> [Exercise set]
**a)** Rewrite the paragraph of the forum post that begins "Using this, you call your own function" as a short bulleted list that keeps its main facts.
**b)** Extract the forum post word for word, from "Teensy 4.1: release" to "really very simple.".

## Start Text shown

Teensy 4.1: release thread from interrupt

On STM32, I used ChibiOs. It supports a lot of STM32 peripherals with kernel functions, and a lot of familly members. But no port for Teensy.
On Teensy, I used Freertos with no problems. I used the port from tsandmann.

One of the problem with interrupt routines in core libraries, they lack some kind of weak external hook, which is called at the end of the IRQ function. I only found one on the can library.
Using this, you call your own function which put the received byte or frame in a message queue, which is awaited by a thread. The IRQ return, and the kernel switch context to the awaiting thread. This is more efficient than calling yield() in all threads and checking if bytes are available from devices.
 
Last edited:
It is really very simple.

## End Text shown
## Start Records provided

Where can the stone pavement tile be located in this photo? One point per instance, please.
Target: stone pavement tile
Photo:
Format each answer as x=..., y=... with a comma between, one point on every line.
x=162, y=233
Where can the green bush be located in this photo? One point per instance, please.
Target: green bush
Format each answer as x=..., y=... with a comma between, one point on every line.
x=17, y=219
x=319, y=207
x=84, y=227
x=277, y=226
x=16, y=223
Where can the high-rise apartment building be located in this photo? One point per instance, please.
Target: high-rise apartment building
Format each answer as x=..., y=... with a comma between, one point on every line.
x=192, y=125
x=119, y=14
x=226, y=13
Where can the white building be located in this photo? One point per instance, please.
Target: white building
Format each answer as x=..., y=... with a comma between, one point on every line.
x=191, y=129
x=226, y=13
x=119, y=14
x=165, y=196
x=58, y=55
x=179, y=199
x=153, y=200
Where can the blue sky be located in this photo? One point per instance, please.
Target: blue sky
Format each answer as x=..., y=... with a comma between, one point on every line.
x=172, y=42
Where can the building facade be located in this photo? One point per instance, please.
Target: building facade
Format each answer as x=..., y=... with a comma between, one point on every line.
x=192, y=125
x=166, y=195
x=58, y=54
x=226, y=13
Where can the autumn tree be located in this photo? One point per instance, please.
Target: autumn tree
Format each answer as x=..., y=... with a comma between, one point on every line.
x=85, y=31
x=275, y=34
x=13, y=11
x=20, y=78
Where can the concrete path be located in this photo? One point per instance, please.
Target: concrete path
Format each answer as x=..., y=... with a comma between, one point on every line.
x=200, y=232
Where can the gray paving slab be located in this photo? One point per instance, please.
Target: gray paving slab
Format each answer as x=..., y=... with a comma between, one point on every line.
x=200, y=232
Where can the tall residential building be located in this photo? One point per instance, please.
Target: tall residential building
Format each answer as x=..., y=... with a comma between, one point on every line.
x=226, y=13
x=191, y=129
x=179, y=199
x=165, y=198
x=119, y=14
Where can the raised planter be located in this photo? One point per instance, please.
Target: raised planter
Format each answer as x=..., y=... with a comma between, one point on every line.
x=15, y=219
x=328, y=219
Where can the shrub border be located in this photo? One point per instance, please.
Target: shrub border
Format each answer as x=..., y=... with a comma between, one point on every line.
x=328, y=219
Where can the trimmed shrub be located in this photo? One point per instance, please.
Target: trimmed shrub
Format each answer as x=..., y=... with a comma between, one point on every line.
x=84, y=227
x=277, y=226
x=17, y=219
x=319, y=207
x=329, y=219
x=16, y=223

## End Records provided

> [Solutions below]
**a)**
- Using this, you call your own function, which puts the received byte or frame in a message queue that a thread waits on.
- The IRQ returns, and the kernel switches context to the waiting thread.
- This is more efficient than calling yield() in all threads and checking whether bytes are available from devices.

**b)**
Teensy 4.1: release thread from interrupt

On STM32, I used ChibiOs. It supports a lot of STM32 peripherals with kernel functions, and a lot of familly members. But no port for Teensy.
On Teensy, I used Freertos with no problems. I used the port from tsandmann.

One of the problem with interrupt routines in core libraries, they lack some kind of weak external hook, which is called at the end of the IRQ function. I only found one on the can library.
Using this, you call your own function which put the received byte or frame in a message queue, which is awaited by a thread. The IRQ return, and the kernel switch context to the awaiting thread. This is more efficient than calling yield() in all threads and checking if bytes are available from devices.
 
Last edited:
It is really very simple.